**Objetivo enunciado 1**
Reproduza os registos abaixo, substituindo "white football jersey" por "red football jersey" e mantendo tudo o resto inalterado. Não inclua as imagens na resposta.

**Texto selecionado**
----

A audição parlamentar da Procuradora-Geral da República – uma lástima!

Se alguém pudesse ainda ter dúvidas sobre a completa inadequação e inidoneidade da Dra. Lucília Gago para o desempenho do cargo de Procuradora-Geral da República, decerto que as perdeu definitivamente com a verdadeira e absoluta lástima que foi a sua audição na Comissão de Assuntos Constitucionais e de Direitos, Liberdades e Garantias da Assembleia da República.

Do ponto de vista da postura, nada de novo: a atitude sobranceira e arrogante de quem não tem que responder nem prestar contas a ninguém e que só responde ao que quer e não ao que lhe perguntam.

Quanto à posição de partida relativamente ao conteúdo, houve uma intervenção inicial, com 15 a 20 minutos, de meras “burocratices” e auto-justificações: que esta até foi a quarta vez que foi ao Parlamento, que esteve sempre disponível para lá ir, que o quadro de inspectores duplicou, que cerca de 30% das classificações atribuídas em 2023 foram abaixo da de mérito, que os relatórios anuais da actividade do MP sempre existiram, ainda que sempre atrasados, que a greve dos funcionários Judiciais trouxe graves consequências, etc. Nem uma só abordagem das matérias de fundo que decerto iriam ser colocadas – como foram, pelo menos em parte – pelos deputados. 

Seguiram-se as questões colocadas pelos diversos grupos parlamentares, os quais – com a única excepção do Chega, que tratou de desempenhar o papel de defensor oficioso da Sra. PGR… – colocaram diversas questões, bastante delas até, e muito significativamente, em comum. Desde logo, e quanto às matérias insolitamente não abordadas no relatório de actividade do MP, foram suscitadas as seguintes:

– Violações sistemáticas do segredo de Justiça, com diligências “em directo” nas televisões e nas rádios, e com publicações, não autorizadas nem consentidas, de escutas, com a consequente inversão prática do ónus da prova e a eventual necessidade de alteração da lei para evitar e sancionar tais condutas. 

– Número de processos instaurados pelo Ministério Público (MP) por violação do segredo de Justiça e qual o número final de condenações.

– Abuso e banalização quer do recurso às escutas telefónicas como técnica de investigação, quer da sua duração (algumas durante anos).

– Averiguações Preventivas (as famigeradas AP’s) que não resultaram depois em nenhuma indiciação ou acusação.

– Razões da aplicação da sanção de suspensão a 7 magistrados.

– Duração máxima e duração média dos inquéritos-crime instaurados.

----

**Dados do exercício**
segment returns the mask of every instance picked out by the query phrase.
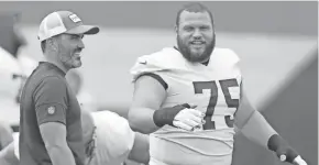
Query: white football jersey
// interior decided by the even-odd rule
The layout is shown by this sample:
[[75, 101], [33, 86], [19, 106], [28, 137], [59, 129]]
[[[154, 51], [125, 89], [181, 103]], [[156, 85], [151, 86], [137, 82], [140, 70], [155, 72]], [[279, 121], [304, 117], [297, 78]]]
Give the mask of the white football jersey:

----

**Objetivo enunciado 2**
Indique se cada afirmação está de acordo com o texto sobre a audição parlamentar da Procuradora-Geral da República, justificando com as palavras exatas do texto: (a) A intervenção inicial durou entre 15 e 20 minutos. (b) A sanção de suspensão foi aplicada a 9 magistrados. (c) O Chega foi o único grupo parlamentar que constituiu exceção.

**Resolução do exercício 1**
segment returns the mask of every instance picked out by the query phrase.
Query: red football jersey
// interior decided by the even-odd rule
The layout is shown by this sample:
[[75, 101], [33, 86], [19, 106], [28, 137], [59, 129]]
[[[154, 51], [125, 89], [181, 103]], [[156, 85], [151, 86], [137, 82], [140, 70], [155, 72]], [[279, 121], [304, 117], [297, 78]]]
Give the mask of the red football jersey:

**Resolução do exercício 2**
(a) Sim: "houve uma intervenção inicial, com 15 a 20 minutos".
(b) Não: "Razões da aplicação da sanção de suspensão a 7 magistrados."
(c) Sim: "com a única excepção do Chega".